_GIVEN DATA_:

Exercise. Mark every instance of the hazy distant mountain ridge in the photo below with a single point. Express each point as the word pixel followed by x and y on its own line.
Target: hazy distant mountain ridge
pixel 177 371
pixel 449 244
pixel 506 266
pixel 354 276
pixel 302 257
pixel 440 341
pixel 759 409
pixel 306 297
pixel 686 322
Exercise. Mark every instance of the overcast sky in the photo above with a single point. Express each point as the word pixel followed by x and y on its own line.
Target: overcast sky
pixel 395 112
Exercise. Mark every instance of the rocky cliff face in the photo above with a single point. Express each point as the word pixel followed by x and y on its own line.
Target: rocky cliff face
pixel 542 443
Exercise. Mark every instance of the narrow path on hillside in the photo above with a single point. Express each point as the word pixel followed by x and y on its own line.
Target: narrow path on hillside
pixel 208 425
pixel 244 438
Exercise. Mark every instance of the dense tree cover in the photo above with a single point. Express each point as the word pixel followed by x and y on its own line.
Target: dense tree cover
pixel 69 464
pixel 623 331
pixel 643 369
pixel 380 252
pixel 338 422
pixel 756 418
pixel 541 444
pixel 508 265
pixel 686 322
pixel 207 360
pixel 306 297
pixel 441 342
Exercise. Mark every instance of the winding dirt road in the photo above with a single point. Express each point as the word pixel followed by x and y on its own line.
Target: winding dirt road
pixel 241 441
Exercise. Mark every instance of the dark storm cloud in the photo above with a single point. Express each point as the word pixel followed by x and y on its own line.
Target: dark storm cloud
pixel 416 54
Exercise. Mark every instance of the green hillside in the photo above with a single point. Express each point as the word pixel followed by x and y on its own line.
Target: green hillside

_YOUR OBJECTIVE_:
Write out all of the rows above again, substituting "Object" for every occurrence of "Target" and leaving everything else unchanged.

_WORKED SOLUTION_:
Exercise. Mark every instance of the hazy distant mountain ridge in the photo below with a single point. Express each point as the word pixel followed by x and y on its own line.
Object: hazy distant mountain ridge
pixel 177 371
pixel 449 244
pixel 506 266
pixel 354 276
pixel 302 257
pixel 440 341
pixel 759 409
pixel 306 297
pixel 686 322
Exercise. Mark every instance of the overcast sky in the photo above with a single point. Express each point as the word pixel followed by x and y on its own line.
Object: overcast sky
pixel 395 112
Exercise. Mark every instance of the rocky cliff face in the photo above with a single point. Express each point as the word pixel followed by x and y on its own line.
Object: rocky cliff face
pixel 542 443
Exercise. Mark every instance of the narrow path on hillside in the photo above with a single point. Express each point as the word pixel followed by x and y on its own line.
Object: narrow path on hillside
pixel 208 425
pixel 244 438
Exercise. Mark every instance of the dense tree cover in the photo above with a single point. Express each point as the word pixel followed by x and y on its own line.
Object: dense tree cover
pixel 69 464
pixel 623 331
pixel 643 369
pixel 380 252
pixel 338 422
pixel 756 418
pixel 541 444
pixel 508 265
pixel 686 322
pixel 207 360
pixel 306 297
pixel 441 342
Exercise. Mark every instance of the winding dirt road in the photo above with a single point. Express each point as the word pixel followed by x and y on its own line.
Object: winding dirt road
pixel 241 441
Exercise. Mark every instance of the dark storm cloud in the photo above with a single point. Express each point as the word pixel followed by x and y on its own line.
Object: dark storm cloud
pixel 416 54
Exercise. Mark every instance of the green hillside in the photo above with a single point. Express each point as the word pixel followed by x and y on its own line.
Object: green hillside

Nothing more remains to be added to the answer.